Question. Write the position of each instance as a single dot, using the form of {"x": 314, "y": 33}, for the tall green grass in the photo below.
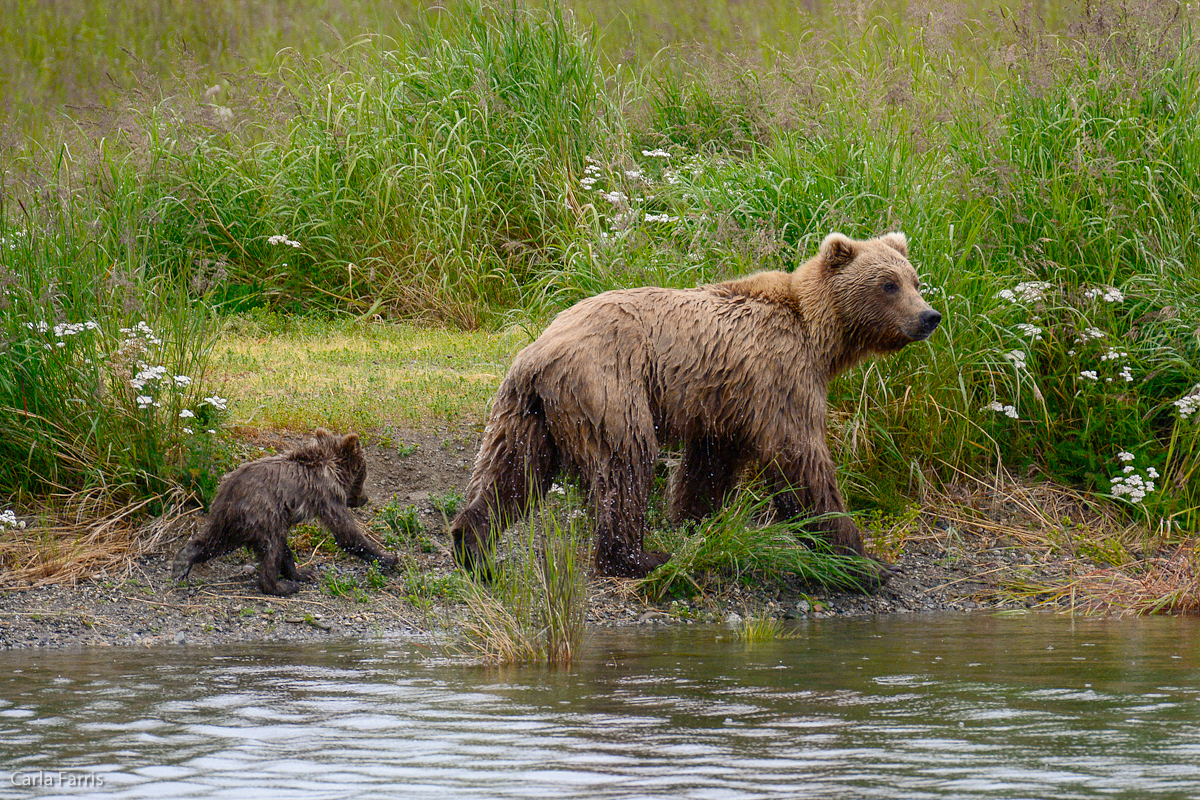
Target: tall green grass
{"x": 490, "y": 166}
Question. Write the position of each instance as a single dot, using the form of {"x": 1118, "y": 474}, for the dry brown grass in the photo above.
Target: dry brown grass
{"x": 1103, "y": 563}
{"x": 83, "y": 537}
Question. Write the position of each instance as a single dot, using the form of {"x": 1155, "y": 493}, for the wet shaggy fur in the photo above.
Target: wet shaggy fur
{"x": 736, "y": 372}
{"x": 261, "y": 500}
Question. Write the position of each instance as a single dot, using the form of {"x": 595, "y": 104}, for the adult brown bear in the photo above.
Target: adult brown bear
{"x": 736, "y": 372}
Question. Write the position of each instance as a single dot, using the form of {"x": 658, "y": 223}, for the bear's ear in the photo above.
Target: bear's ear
{"x": 897, "y": 241}
{"x": 837, "y": 251}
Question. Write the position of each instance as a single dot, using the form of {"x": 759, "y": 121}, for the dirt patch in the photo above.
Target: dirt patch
{"x": 945, "y": 566}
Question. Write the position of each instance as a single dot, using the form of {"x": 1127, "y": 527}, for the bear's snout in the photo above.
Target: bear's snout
{"x": 927, "y": 323}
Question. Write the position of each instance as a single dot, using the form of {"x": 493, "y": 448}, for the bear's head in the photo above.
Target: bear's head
{"x": 352, "y": 464}
{"x": 875, "y": 292}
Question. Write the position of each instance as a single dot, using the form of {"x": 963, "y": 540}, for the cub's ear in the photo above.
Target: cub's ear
{"x": 897, "y": 241}
{"x": 837, "y": 251}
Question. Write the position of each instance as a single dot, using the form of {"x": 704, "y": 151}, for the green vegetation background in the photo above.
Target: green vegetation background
{"x": 484, "y": 167}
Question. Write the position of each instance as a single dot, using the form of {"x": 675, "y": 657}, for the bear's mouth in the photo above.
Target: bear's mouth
{"x": 927, "y": 324}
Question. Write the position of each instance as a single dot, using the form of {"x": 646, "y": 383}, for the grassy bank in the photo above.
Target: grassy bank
{"x": 483, "y": 169}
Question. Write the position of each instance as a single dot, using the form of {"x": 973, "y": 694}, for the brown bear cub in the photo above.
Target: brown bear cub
{"x": 261, "y": 500}
{"x": 737, "y": 373}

(AIM OF THE EXERCISE): In your copy of the records, include no pictures; repeat everything else exactly.

(WRITTEN RESPONSE):
Question. Write the position of each instance as a single dot, using the form of {"x": 314, "y": 33}, for the tall green grass in the photo below.
Target: tall green grass
{"x": 490, "y": 166}
Question. Write the position of each instance as a single dot, using the form of {"x": 1118, "y": 474}, for the dry brown grass in the photo above.
Target: dry brown grass
{"x": 1103, "y": 563}
{"x": 83, "y": 537}
Question. Write the position of each instance as a single dot, using the form of {"x": 1155, "y": 493}, for the wet shaggy fur in the photo above.
Target: wet shaggy fur
{"x": 736, "y": 372}
{"x": 261, "y": 500}
Question. Write the position of each instance as a single dot, using the form of {"x": 595, "y": 104}, for the adult brown bear in the photo above.
Target: adult brown bear
{"x": 736, "y": 372}
Question. Write the position of each instance as a single dot, using the form of {"x": 658, "y": 223}, for the bear's ear in the photo above.
Target: bear's ear
{"x": 897, "y": 241}
{"x": 837, "y": 251}
Question. Write the position of each instance as a single dot, using the form of {"x": 759, "y": 121}, for the dirt patch in the photo above.
Target: dirt patch
{"x": 945, "y": 566}
Question. Write the position of each instance as a single dot, using the form of {"x": 1127, "y": 527}, for the bear's snout in the photo above.
Target: bear's snout
{"x": 927, "y": 323}
Question. Write the position of each instance as a single dot, using the form of {"x": 493, "y": 448}, for the bear's head in the photo above.
Target: bear's head
{"x": 352, "y": 464}
{"x": 875, "y": 292}
Question. Write the position of each instance as a single dot, using the form of {"x": 963, "y": 540}, for the cub's ear in the photo above.
Target: cub's ear
{"x": 897, "y": 241}
{"x": 837, "y": 251}
Question. Write the position of each instance as a single dot, using the form of {"x": 704, "y": 151}, for the green vegetation background in the photo above.
Target: green vegetation background
{"x": 484, "y": 167}
Question. Write the position of each instance as a single dot, using the form of {"x": 675, "y": 657}, for the bear's mouth in the photo above.
Target: bear's mouth
{"x": 927, "y": 324}
Question. Write the position of each instance as a single dot, using the form of {"x": 646, "y": 383}, for the grassy bank in the photo above.
Target: grassy bank
{"x": 483, "y": 169}
Question. Write the position of each instance as a single dot, using the form of {"x": 973, "y": 694}, for the brown bear cub in the photo above.
Target: brown bear cub
{"x": 261, "y": 500}
{"x": 737, "y": 373}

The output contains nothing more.